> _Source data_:

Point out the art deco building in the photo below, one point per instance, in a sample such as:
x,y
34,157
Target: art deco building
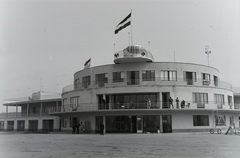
x,y
133,96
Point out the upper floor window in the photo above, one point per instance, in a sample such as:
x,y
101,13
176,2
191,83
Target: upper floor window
x,y
76,84
230,101
190,77
148,75
219,100
86,81
118,76
167,75
74,103
215,80
101,79
201,99
200,120
206,79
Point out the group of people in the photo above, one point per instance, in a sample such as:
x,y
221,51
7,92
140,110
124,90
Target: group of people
x,y
77,128
182,105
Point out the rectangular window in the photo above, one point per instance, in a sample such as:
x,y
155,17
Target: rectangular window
x,y
86,81
64,122
190,77
230,101
148,75
1,125
74,103
215,80
220,120
205,79
168,75
101,79
200,120
118,76
201,99
219,100
77,84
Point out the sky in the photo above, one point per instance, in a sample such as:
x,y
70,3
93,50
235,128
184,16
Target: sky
x,y
44,42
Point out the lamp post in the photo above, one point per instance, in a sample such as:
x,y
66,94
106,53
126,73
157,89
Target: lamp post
x,y
207,51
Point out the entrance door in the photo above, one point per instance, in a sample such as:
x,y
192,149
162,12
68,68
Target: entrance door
x,y
47,125
165,97
167,123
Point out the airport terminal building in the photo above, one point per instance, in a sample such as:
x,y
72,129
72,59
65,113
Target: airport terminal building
x,y
133,96
138,95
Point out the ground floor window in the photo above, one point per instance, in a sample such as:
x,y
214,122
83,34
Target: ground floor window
x,y
200,120
98,121
220,120
64,122
20,125
10,125
33,125
151,123
1,125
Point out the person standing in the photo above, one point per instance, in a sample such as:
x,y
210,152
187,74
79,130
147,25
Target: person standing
x,y
177,102
102,129
74,128
170,100
81,128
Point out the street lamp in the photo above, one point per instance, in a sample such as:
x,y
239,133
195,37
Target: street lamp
x,y
207,51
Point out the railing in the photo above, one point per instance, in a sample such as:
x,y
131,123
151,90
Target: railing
x,y
153,81
144,105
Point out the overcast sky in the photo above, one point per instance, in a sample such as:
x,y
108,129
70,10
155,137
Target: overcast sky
x,y
51,39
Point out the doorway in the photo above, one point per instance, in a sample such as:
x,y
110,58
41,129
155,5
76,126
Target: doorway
x,y
165,97
167,123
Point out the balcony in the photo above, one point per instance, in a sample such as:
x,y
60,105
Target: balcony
x,y
154,82
188,105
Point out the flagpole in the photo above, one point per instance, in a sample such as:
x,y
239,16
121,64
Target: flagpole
x,y
131,29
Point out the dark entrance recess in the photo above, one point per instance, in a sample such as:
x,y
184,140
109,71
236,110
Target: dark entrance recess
x,y
121,124
167,123
165,97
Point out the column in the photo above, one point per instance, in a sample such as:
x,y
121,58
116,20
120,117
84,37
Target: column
x,y
104,123
16,110
6,111
41,109
27,109
56,107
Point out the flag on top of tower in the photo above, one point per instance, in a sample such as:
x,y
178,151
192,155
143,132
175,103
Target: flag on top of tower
x,y
124,23
87,64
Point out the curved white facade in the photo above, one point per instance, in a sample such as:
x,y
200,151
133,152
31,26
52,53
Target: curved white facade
x,y
118,95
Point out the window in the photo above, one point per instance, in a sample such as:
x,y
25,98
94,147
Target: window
x,y
148,75
215,80
168,75
76,84
200,120
86,81
206,79
1,125
64,122
64,103
74,103
118,76
230,101
220,120
101,79
190,77
219,100
201,99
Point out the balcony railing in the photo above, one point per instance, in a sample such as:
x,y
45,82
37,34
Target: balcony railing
x,y
151,82
144,105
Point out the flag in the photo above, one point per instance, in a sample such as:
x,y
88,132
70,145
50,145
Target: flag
x,y
124,23
87,64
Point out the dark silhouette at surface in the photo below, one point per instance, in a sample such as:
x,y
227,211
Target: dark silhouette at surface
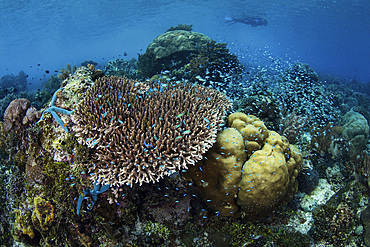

> _Instructions for the task_: Begin at the line that has "Point out the street" and stop at the end of the entries, then write those lines out again with "one point per instance" switched to "one point for each instance" and everything else unchanged. Leave the pictures out of your answer.

> _Solution to this task_:
Point out the street lamp in the photo above, one point for each instance, in a sample such as:
x,y
239,133
195,37
Target: street lamp
x,y
207,51
Point out the railing in the photo above, one point for each instance, in a sample such as:
x,y
131,123
151,90
Target: railing
x,y
153,81
144,105
Point out the overcast sky in the photo above, one point for each instance, in a sample such as:
x,y
108,129
70,10
155,137
Target: overcast sky
x,y
51,39
Point out the doorway in the photo above, one point for each instance, in a sample such as:
x,y
110,58
41,129
155,5
76,126
Target: doorway
x,y
165,97
167,123
Point out the balcony in the photo above, one point for each instance, in a sample such as:
x,y
60,105
Target: balcony
x,y
154,82
188,105
Point out the flagpole in the photo above, one point for each instance, in a sample such as:
x,y
239,16
121,64
Target: flagpole
x,y
131,29
Point out the dark entrance recess in the photo above, one point for each instance, in a sample such as:
x,y
184,140
109,71
236,110
Target: dark entrance recess
x,y
121,124
167,123
165,97
Point out the column in the photo above, one point for each instance, in a sample such as:
x,y
121,58
116,20
120,117
84,37
Target: column
x,y
104,123
16,110
6,111
41,109
27,109
56,107
Point out the flag on top of tower in the photo above, one point for each instance, in a sample such as:
x,y
178,151
192,155
143,132
175,103
Target: flag on top of tower
x,y
124,23
87,64
Point out the curved white facade in the photo above, one point for each instance, in a sample such as:
x,y
200,151
133,152
31,26
52,53
Target: curved white facade
x,y
118,95
Point out the window in the photo above, one point for each instance, in a sample such as:
x,y
25,98
94,147
Target: window
x,y
148,75
215,80
168,75
76,84
200,120
86,81
206,79
1,125
64,122
64,103
74,103
118,76
230,101
220,120
101,79
190,77
219,100
201,99
Point out the balcony railing in the photo above, one point for each instance, in a sample such as:
x,y
45,82
37,34
Target: balcony railing
x,y
151,82
144,105
Point out the flag in the photo above, one point for each instance, in a sample such as:
x,y
88,132
70,145
50,145
Target: flag
x,y
124,23
87,64
Point out the dark silhouette at surface in the photo below, one point for each instance, in a sample such as:
x,y
227,211
Target: dark silhouette at surface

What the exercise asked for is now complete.